Annotation Design
Annotation projects (treebanks, sembanks, NER corpora, discourse annotation) have design metadata that is orthogonal to the linguistic content of the annotations themselves. Just as experimentDef captures four independent dimensions of experiment design, Layers captures annotation project design through composable, independent dimensions.
Orthogonal Dimensions
Every annotation project can be described along four independent axes:
sourceMethod (per-layer): How the annotations were produced. A UD treebank might have manually annotated POS tags but automatically predicted lemmas. This varies per layer, so it lives on annotationLayer.
redundancy (project-level): How many annotators work on each item, and how they are assigned. OntoNotes double-annotates; a silver treebank has zero human annotators.
adjudication (project-level): How disagreements between annotators are resolved into a final annotation. Expert adjudication, majority vote, discussion, automatic merge, or no adjudication at all.
qualityCriteria (project-level): What acceptance criteria the project enforces. Agreement thresholds, evaluation metrics, scope of measurement.
These are fully independent. A manually annotated treebank can use single annotation with no adjudication, or double annotation with expert adjudication and a kappa threshold. A crowd-sourced NER corpus can use 5-way redundancy with majority vote and F1-based quality control. The source method, redundancy, adjudication, and quality criteria compose freely.
| Project Type | sourceMethod | Redundancy | Adjudication | Quality |
|---|---|---|---|---|
| UD treebank (native) | manual-native | 1 annotator | none | per-release review |
| OntoNotes NER | manual-native | 2 annotators, round-robin | expert | kappa >= 0.90 |
| AMR sembank | manual-native | 1-2 annotators | expert | SMATCH |
| Silver treebank | automatic | 0 (model only) | none | confidence threshold |
| Gold-from-silver | automatic-corrected | 1 corrector | none | spot-check |
| Crowd-sourced NER | crowd-sourced | 5 annotators, random | majority-vote | kappa + qualification |
| Converted treebank | converted-corrected | 1 corrector | none | validation script |
| Sembank (double) | manual-native | 2 annotators | discussion | SMATCH >= 0.80 |
Source Method
The sourceMethod field on annotationLayer records how that specific layer was produced. This follows Universal Dependencies' practice of tracking annotation source per layer (e.g., UPOS: manual native, Lemmas: automatic with corrections).

- Extracted information
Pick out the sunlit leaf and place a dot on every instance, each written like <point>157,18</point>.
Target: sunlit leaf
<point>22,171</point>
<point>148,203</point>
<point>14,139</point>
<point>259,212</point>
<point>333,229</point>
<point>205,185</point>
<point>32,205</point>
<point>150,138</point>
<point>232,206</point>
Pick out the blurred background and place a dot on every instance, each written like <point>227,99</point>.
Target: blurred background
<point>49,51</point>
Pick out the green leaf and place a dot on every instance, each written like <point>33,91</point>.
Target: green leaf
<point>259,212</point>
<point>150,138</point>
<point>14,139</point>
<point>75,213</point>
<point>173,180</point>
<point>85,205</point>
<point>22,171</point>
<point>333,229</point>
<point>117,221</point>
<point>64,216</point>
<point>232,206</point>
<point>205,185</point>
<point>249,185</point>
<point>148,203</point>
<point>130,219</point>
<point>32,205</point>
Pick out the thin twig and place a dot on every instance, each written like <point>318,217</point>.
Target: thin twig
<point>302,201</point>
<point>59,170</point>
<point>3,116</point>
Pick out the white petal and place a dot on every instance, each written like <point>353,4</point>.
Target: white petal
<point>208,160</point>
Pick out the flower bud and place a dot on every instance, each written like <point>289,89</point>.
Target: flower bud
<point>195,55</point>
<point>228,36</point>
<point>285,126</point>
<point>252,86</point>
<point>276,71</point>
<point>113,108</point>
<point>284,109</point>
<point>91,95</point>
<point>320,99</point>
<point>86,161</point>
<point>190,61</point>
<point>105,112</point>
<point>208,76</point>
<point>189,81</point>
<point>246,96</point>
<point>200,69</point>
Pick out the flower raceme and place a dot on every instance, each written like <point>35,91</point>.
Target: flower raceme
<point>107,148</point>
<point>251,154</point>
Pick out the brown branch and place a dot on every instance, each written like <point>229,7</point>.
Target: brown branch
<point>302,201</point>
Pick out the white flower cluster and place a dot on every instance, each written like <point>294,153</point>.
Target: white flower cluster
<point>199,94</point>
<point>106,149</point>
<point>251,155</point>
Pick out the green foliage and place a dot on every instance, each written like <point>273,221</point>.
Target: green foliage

- Tasks to perform
• A. In the text on annotation design, how are disagreements resolved for the double-annotated sembank?
• B. Pick up the text on annotation design after its last sentence and continue writing it.

- Answers to the exercises
• A. By discussion.

• B.
| Value | Description |
|---|---|
manual-native | Annotated from scratch by human annotators |
manual-corrected | Human-corrected output from another source |
automatic | Fully automatic (model output, no human review) |
automatic-corrected | Automatic annotation with human corrections |
converted | Converted from another format or formalism (no human review) |
converted-corrected | Converted with human corrections |
crowd-sourced | Produced by crowd workers (e.g., Mechanical Turk, Prolific) |
All values are community-expandable via sourceMethodUri.
{
"$type": "pub.layers.annotation.annotationLayer",
"expression": "at://did:plc:corpus/pub.layers.expression.expression/sent-42",
"kind": "token-tag",
"subkind": "pos",
"formalism": "universal-dependencies",
"sourceMethod": "manual-native",
"annotations": ["..."]
}
Different layers on the same expression can have different source methods:
[
{
"kind": "token-tag", "subkind": "pos",
"sourceMethod": "manual-native"
},
{
"kind": "token-tag", "subkind": "lemma",
"sourceMethod": "automatic-corrected"
},
{
"kind": "tree", "subkind": "dependency",
"sourceMethod": "manual-native"
}
]
Annotation Design
The project-level design dimensions live in the annotationDesign field on corpus. This is analogous to how experimentDef.design captures distribution strategy, item order, and list constraints.
Redundancy
The redundancy field specifies how annotators are assigned to items.
| Field | Description |
|---|---|
count | Number of independent annotators per item (0 for fully automatic, 1 for single annotation, 2+ for multi-annotation) |
assignmentStrategy | How annotators are assigned: random, round-robin, stratified, expertise-based, custom |
annotatorPool | Total number of annotators in the project |
features | Additional parameters (e.g., annotator qualification requirements, language requirements) |
All values are community-expandable via assignmentStrategyUri.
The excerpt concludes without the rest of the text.